Your objective |
Using the blog page, answer:
(a) What location does the profile section give?
(b) What hair color did the writer jokingly ask someone to make sure of?
(c) Where did the funeral take place in the dream?

About Me

melbourne, Victoria, Australia
30/03/1993 i like music, reading, minecraft and i like youtube :) nice to meet you, twitter.com/uyenhua

Thursday, March 28, 2013

Turbulance!

I just jolted awake from a creepy dream I cant even tell if I was asleep and my eyeballs hurt lol.

Today or yesterday rather I jokingly told someone to make sure my hair was dyed purple if I died before I could get it done myself.
In my weird dream slash vision I was dead and I guess I had an omnipresent ciew of my funerak. We were in a church and I was in a coffin kind of dead with purple hair. I wqs really haopy to see that and my burst of emotion put me back inside my own body which had somehow fastforwarded to the lowering of the coffin into my cubicle lol. The lid was closed and I was sad csuse I couldnt move my hands to hold up my purple hair to my face to see it. I thought a seizure was coming but alas no. I couldnt move my limbs at all cause I was dead but my brain was still alive and it was begging not to get buried otherwise ill suffocate and dieeeee so I tried rocking my body from side to side to rock the coffin anf signal my existence lol it was so weird I felt like I was in a straight jacket or something. And then it cut to me outside my body...and I could see the coffin slightly shakibg but the silly priest just said "buckle up everyonem it appears we have turbulance." And then I woke up.

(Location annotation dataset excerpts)
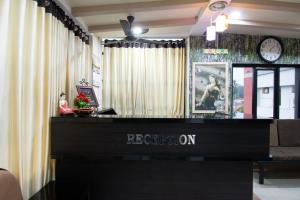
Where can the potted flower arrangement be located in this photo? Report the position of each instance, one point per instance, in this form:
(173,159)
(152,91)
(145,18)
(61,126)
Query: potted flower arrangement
(82,102)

Correct result |
(a) Melbourne, Victoria, Australia
(b) Purple
(c) In a church